__Data lines__.
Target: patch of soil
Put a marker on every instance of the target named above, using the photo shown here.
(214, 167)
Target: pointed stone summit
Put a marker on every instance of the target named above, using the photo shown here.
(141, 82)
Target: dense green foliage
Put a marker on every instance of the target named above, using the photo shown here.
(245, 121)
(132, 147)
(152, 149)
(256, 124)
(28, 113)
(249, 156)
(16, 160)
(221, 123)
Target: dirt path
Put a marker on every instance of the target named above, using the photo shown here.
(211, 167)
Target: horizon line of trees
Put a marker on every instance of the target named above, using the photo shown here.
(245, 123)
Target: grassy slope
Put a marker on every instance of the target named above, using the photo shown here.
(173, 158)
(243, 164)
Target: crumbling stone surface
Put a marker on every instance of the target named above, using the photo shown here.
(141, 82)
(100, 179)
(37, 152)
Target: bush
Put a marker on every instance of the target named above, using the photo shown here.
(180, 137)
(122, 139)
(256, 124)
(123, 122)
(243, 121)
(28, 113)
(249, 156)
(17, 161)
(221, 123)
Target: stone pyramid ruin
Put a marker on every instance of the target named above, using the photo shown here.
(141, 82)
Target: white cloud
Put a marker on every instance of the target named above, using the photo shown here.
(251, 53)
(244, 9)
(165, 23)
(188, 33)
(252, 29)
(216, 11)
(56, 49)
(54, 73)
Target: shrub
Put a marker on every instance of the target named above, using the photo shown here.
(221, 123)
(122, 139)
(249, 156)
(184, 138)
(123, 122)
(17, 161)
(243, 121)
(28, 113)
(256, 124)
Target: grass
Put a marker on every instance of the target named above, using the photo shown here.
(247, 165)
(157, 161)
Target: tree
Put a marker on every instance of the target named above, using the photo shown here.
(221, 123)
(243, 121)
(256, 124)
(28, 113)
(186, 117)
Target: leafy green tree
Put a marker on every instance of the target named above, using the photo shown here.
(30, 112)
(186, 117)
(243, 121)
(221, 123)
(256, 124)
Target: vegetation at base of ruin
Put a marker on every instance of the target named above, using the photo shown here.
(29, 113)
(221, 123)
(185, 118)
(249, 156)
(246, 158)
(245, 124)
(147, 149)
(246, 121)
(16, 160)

__Task__.
Rewrite every entry above with "marker" replaced by "dot", leaving all other wording unchanged.

__Reply__.
Target: patch of soil
Put a dot on every instance of the target named above, using the photo shown here.
(214, 167)
Target: pointed stone summit
Put a dot on every instance of the target named above, using the photo shown here.
(141, 82)
Target: dense green foliage
Put a dot on every instance of the target named above, using the photo shown here.
(245, 121)
(132, 147)
(152, 149)
(256, 124)
(28, 113)
(249, 156)
(16, 160)
(221, 123)
Target: dirt path
Put a dot on every instance of the target named above, using the photo shown here.
(211, 167)
Target: horizon line of trees
Put a dot on every instance of the target named above, using the photo shown here.
(245, 123)
Target: grassy slope
Put a dot on every instance of the target named above, using the photo shown here.
(173, 158)
(243, 164)
Target: crumbling stone surface
Put a dot on every instance of the target named above, using the photo shown here.
(141, 82)
(100, 179)
(37, 152)
Target: bush
Put a dot on every instance of the target named above, using the photo shown here.
(180, 137)
(122, 139)
(256, 124)
(123, 122)
(243, 121)
(28, 113)
(249, 156)
(17, 161)
(221, 123)
Target: stone pyramid ruin
Put a dot on every instance of the target named above, using the photo shown here.
(141, 82)
Target: white cloud
Put a dot on every instance of the target named above, using the photo shown here.
(251, 53)
(244, 9)
(165, 23)
(188, 33)
(252, 29)
(216, 11)
(56, 49)
(54, 73)
Target: shrub
Put a dot on every instance of the target named above, using the photo shown here.
(221, 123)
(122, 139)
(249, 156)
(184, 138)
(123, 122)
(17, 161)
(243, 121)
(28, 113)
(256, 124)
Target: grass
Put a dot on every instance of the target named above, using the photo shown here.
(247, 165)
(157, 161)
Target: tree
Put a dot on every instance of the target named above, using the photo shown here.
(221, 123)
(243, 121)
(256, 124)
(28, 113)
(186, 117)
Target: leafy green tree
Put a dot on every instance of the target named above, using the photo shown here.
(30, 112)
(186, 117)
(243, 121)
(221, 123)
(256, 124)
Target: vegetation at base of ruin
Put a dot on every instance of the target named above, using the photo shown here.
(29, 113)
(221, 123)
(185, 118)
(249, 156)
(246, 158)
(245, 124)
(147, 149)
(246, 121)
(16, 160)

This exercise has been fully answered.